(SUPPLIED TEXT)
____
In process of putting 4 kenwood 1779ie 6.75". Finshed with the two rear and they sound awesome and crystal clear. Drowns the front stocks....  : :thumbup:


----------



## Azgrower (Oct 1, 2004)

CDT component sets:

*CL61 - great entry level speakers, cant get a better quality speaker and especially not for the price.

*EF-61cfi - upgraded model to those above, feature carbon fiber cones and vented magnets. Again, superb quality and sound. Can easily compete with Morel, MB Quart, Focal, etc...

Dynaudio 240GT component set:
* what more to say about Dynaudio....the best of the best!

Image Dynamics comp set:
*CSX62 - very nice set, very clean production of music. Tonally balanced.


----------



## Zac (Mar 10, 2004)

Pioneer TS-A1680R 4 Way 6 1/2 in speaker

Great price, you can get them online for 70 bucks, in stores for 90-100. Their very loud and hold up rather well at high volume levels. If you dont have a component amp pushing your speakers, you will not hear a difference between this and more expensive speakers. I had them up front and in the back (still use the backs). Great price for what you get, I highly reccomend.


----------



## Kencapel (Nov 5, 2004)

*Speaker upgrade..HelP pleeeze!!!*

I have Infinity's in my front doors. Does anybody know any good 6.5 speakers that hit hard so I can replace the back one's?


----------



## sr20dem0n (Mar 19, 2003)

yes, they're called subwoofers, you aren't going to find 6.5" midranges that "hit hard"


----------



## Xxboarderxx (Nov 11, 2004)

*speakers*

if you want a good brand of speaker i would get rockford fosgate. Friend has them and they are really clear. I have sony xplode and they are alright. Pioneers are pretty good to. But definitly look into the rockford fosgate.


----------



## schauhan (Apr 29, 2004)

After keeping Sony Xplodes and Infinity, now I have Rockford Fosgate Punch. They rock. Total sound quality, they are a bit expensive, but once you hear then you will realize the money worth the sound you get out of it.


----------



## Nismo240 (Jul 24, 2004)

schauhan said:


> After keeping Sony Xplodes and Infinity, now I have Rockford Fosgate Punch. They rock. Total sound quality, they are a bit expensive, but once you hear then you will realize the money worth the sound you get out of it.


i agree, a lot of people are saying that rockford isn't as good as they used to be. my friend bought his punch subwoofers about 2 years ago and they still hit hard as hell. their amps are really good, too.


----------



## BII (May 13, 2004)

I just installed some Clarion SSR1625 in the doors and they sound great. Not powerful, but enough to fill an old Sentra and the lows sound good, the mids and highs are clear.


----------



## 200silvia (Jun 12, 2002)

I tried to bring in a new company to sell called Bravox. Tried out there CS60K components and so far they are great for the money. Very detailed on low end and tweeters are very nice as well. I found myself going through all the old cds to hear the different style they bring o the table. Only complaint is as the low end are detailed and hit hard they dont have a low end rumble. I know people say that what a sub is for but great components can do a little of that too. Overall a nice pair that i still use today.
____
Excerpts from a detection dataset

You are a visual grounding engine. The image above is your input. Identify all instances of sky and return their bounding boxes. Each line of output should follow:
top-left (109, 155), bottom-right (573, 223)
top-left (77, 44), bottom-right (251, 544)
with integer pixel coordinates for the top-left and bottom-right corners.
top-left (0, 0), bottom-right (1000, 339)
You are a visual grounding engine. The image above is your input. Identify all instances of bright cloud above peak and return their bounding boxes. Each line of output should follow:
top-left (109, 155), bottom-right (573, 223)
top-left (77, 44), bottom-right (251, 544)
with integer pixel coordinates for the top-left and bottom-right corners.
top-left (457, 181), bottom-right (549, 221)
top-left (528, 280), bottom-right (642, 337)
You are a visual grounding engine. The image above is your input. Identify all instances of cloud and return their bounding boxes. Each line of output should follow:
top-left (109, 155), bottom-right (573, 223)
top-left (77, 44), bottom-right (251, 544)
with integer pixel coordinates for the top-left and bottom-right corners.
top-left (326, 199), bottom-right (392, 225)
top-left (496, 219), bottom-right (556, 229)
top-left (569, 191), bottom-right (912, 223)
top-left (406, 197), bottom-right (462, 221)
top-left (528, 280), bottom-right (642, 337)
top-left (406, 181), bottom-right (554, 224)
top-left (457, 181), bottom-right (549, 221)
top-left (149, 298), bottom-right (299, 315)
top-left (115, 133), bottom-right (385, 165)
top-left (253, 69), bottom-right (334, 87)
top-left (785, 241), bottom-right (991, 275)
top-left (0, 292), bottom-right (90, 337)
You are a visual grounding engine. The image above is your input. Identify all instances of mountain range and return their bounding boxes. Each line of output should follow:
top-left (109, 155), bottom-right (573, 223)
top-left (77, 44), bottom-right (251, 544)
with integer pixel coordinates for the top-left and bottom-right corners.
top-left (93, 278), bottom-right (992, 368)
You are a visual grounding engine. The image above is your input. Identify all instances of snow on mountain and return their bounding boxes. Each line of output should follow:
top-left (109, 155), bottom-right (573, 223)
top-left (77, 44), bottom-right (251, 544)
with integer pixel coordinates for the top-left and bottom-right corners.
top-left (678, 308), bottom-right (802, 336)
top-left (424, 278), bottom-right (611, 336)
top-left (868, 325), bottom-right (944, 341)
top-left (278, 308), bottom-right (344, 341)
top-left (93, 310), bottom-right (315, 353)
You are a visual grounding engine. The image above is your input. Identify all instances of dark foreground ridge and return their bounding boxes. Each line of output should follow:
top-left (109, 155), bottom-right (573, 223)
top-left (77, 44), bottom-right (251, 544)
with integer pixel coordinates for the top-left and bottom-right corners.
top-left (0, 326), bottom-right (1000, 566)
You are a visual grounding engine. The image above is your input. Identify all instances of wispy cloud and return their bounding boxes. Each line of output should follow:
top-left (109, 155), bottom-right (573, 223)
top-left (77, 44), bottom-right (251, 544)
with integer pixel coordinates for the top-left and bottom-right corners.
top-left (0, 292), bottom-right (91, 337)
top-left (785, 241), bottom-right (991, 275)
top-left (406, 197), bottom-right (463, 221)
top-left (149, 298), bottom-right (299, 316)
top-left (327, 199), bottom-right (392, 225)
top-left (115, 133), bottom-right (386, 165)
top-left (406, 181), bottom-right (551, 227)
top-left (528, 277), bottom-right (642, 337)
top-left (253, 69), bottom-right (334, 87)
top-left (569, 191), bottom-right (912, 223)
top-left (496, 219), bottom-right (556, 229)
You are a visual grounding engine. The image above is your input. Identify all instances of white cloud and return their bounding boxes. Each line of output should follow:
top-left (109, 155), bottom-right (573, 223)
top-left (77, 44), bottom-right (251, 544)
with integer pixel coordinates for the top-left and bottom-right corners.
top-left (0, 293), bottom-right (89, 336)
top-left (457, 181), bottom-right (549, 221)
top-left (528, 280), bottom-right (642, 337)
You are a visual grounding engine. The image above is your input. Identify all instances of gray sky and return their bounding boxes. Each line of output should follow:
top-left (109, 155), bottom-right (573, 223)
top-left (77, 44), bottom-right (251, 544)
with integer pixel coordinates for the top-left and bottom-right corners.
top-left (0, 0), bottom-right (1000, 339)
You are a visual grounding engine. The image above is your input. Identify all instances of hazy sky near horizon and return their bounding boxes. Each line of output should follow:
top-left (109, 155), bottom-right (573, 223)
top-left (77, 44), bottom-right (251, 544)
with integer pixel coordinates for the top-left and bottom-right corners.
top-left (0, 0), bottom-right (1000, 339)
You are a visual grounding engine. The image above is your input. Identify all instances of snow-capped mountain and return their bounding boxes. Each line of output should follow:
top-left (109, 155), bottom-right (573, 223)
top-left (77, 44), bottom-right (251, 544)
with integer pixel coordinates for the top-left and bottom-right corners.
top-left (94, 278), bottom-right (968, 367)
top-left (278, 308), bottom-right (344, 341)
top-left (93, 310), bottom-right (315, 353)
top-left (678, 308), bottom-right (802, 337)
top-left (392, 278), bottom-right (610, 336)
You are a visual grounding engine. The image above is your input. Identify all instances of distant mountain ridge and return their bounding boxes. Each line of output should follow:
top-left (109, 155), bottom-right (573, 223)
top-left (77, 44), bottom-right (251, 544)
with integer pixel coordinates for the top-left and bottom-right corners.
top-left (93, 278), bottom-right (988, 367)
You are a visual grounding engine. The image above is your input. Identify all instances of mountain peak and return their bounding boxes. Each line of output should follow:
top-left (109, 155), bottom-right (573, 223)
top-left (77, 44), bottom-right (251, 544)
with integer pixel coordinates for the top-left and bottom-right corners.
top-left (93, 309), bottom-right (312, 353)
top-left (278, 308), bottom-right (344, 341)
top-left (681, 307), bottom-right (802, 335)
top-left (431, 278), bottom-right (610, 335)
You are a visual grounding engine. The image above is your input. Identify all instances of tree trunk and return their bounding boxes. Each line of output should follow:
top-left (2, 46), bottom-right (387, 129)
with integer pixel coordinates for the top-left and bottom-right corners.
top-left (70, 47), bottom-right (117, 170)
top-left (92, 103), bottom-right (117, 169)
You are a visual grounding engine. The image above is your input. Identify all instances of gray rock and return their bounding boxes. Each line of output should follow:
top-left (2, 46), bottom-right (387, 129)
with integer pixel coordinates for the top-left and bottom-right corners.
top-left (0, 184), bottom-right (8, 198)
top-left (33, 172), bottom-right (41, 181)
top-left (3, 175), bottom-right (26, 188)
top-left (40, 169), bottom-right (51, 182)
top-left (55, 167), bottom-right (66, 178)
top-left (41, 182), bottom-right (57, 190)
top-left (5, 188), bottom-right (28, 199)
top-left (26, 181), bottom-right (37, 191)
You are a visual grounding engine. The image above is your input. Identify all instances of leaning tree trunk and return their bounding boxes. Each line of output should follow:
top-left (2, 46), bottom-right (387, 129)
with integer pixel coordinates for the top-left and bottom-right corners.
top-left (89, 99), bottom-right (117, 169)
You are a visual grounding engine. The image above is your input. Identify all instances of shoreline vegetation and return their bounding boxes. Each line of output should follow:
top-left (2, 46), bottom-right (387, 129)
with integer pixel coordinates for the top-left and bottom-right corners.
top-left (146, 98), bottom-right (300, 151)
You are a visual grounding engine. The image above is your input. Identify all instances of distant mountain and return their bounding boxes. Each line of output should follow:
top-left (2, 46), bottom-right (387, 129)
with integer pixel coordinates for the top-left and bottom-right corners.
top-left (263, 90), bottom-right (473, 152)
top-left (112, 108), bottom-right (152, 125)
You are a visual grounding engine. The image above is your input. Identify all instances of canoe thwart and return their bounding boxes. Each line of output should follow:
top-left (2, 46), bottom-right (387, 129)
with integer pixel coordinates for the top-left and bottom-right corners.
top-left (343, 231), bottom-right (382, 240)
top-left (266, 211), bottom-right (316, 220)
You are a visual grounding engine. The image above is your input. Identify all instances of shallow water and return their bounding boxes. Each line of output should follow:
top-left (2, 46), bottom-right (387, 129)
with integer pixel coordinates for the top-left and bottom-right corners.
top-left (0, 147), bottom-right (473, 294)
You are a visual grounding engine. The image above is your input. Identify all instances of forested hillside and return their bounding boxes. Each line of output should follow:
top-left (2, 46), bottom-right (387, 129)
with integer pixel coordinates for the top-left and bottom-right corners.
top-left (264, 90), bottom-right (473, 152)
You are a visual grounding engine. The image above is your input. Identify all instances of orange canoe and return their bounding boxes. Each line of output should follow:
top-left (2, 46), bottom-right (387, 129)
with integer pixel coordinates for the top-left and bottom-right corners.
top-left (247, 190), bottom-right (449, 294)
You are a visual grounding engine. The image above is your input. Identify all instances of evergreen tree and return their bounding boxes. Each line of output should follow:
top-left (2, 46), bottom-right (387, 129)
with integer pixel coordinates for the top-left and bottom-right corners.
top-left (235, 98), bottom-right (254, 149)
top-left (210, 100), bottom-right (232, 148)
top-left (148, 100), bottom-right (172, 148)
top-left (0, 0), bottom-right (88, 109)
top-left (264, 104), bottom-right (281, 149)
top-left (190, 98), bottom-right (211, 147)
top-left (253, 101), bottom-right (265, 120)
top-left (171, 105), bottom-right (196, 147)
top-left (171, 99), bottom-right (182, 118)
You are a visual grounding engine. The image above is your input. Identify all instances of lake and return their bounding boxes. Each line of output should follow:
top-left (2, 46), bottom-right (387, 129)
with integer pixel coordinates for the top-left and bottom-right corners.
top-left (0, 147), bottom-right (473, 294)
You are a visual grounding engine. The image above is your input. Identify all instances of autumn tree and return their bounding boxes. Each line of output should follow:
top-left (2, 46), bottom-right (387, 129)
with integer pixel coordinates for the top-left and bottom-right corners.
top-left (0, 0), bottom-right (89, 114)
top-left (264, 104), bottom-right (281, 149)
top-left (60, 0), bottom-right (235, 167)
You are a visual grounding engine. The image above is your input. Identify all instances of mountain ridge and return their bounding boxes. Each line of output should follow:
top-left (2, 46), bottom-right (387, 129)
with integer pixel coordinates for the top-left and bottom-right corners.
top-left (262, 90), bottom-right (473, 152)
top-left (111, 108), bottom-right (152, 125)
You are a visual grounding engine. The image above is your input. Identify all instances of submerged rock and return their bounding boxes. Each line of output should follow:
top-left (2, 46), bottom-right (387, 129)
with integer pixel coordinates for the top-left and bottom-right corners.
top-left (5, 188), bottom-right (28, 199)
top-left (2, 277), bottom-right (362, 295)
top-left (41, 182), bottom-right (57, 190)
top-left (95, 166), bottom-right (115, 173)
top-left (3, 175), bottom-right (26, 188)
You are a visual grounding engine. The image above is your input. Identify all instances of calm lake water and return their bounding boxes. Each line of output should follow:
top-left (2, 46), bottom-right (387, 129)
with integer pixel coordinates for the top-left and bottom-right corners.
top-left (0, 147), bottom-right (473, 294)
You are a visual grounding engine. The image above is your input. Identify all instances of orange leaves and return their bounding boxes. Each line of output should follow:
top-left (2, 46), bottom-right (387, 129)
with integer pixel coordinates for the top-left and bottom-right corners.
____
(SET TASKS)
- 1) In the car speaker thread, what car does the post about the Clarion SSR1625 say the speakers are enough to fill?
- 2) Print the rows from the line that contains "of mountain ridge" through the end of the rows, with both ends included and every line reproduced unchanged.

(TASK RESPONSES)
- 1) An old Sentra.

- 2)
You are a visual grounding engine. The image above is your input. Identify all instances of mountain ridge and return their bounding boxes. Each line of output should follow:
top-left (2, 46), bottom-right (387, 129)
with integer pixel coordinates for the top-left and bottom-right corners.
top-left (262, 90), bottom-right (473, 152)
top-left (111, 108), bottom-right (152, 125)
You are a visual grounding engine. The image above is your input. Identify all instances of submerged rock and return their bounding boxes. Each line of output should follow:
top-left (2, 46), bottom-right (387, 129)
with integer pixel coordinates for the top-left and bottom-right corners.
top-left (5, 188), bottom-right (28, 199)
top-left (2, 277), bottom-right (362, 295)
top-left (41, 182), bottom-right (57, 190)
top-left (95, 166), bottom-right (115, 173)
top-left (3, 175), bottom-right (26, 188)
You are a visual grounding engine. The image above is your input. Identify all instances of calm lake water and return their bounding boxes. Each line of output should follow:
top-left (2, 46), bottom-right (387, 129)
with integer pixel coordinates for the top-left and bottom-right corners.
top-left (0, 147), bottom-right (473, 294)
You are a visual grounding engine. The image above is your input. Identify all instances of orange leaves and return their bounding boxes. Each line of output should follow:
top-left (2, 46), bottom-right (387, 129)
with integer pixel coordinates for the top-left and bottom-right corners.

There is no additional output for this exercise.